SET PROBLEM: Rescale the data below, beginning at the line that has "Could you spot the dark" and stopping after the line that has "point(43, 66)". Write out every line in that span, multiplying each answer coordinate by 1.2 and rounding to whole numbers with halves rounded up, and leave all other numbers as they are.

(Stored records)
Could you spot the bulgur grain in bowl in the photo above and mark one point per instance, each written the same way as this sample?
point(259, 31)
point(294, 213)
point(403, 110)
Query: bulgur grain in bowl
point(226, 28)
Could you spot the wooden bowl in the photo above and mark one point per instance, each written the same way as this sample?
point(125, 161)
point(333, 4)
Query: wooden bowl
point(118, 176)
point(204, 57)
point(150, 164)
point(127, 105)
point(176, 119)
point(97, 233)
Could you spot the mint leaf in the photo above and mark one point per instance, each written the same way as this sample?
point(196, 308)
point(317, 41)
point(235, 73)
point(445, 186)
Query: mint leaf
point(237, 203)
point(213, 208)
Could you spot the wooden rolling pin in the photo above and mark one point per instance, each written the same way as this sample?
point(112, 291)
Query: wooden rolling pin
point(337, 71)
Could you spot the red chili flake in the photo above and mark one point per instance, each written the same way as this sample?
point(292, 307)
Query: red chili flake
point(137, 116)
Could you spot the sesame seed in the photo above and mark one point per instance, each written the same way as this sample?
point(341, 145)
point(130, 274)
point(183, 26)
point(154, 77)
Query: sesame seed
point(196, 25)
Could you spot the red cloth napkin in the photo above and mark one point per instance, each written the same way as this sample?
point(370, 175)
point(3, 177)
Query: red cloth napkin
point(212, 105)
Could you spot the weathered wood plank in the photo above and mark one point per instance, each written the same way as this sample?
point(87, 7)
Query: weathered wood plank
--
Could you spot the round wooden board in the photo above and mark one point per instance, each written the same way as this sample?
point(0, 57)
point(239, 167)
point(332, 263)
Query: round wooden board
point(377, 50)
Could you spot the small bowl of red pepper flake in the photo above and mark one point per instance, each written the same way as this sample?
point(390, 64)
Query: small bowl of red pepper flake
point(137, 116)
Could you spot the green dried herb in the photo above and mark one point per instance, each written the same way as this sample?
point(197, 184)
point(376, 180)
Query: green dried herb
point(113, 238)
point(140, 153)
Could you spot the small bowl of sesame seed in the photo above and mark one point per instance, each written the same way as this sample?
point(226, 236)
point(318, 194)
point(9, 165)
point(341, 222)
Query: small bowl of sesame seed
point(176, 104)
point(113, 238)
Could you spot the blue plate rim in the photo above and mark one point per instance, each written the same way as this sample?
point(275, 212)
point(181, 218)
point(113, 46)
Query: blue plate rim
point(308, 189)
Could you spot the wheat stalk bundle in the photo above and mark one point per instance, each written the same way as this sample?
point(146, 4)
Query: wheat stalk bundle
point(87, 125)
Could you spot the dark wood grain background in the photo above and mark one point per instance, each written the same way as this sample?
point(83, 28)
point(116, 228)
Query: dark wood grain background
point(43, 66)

OUTPUT FOR THIS EXERCISE:
Could you spot the dark wood grain background in the photo above and mark one point per instance, each written the same way as this sample?
point(83, 28)
point(116, 228)
Query: dark wood grain background
point(52, 79)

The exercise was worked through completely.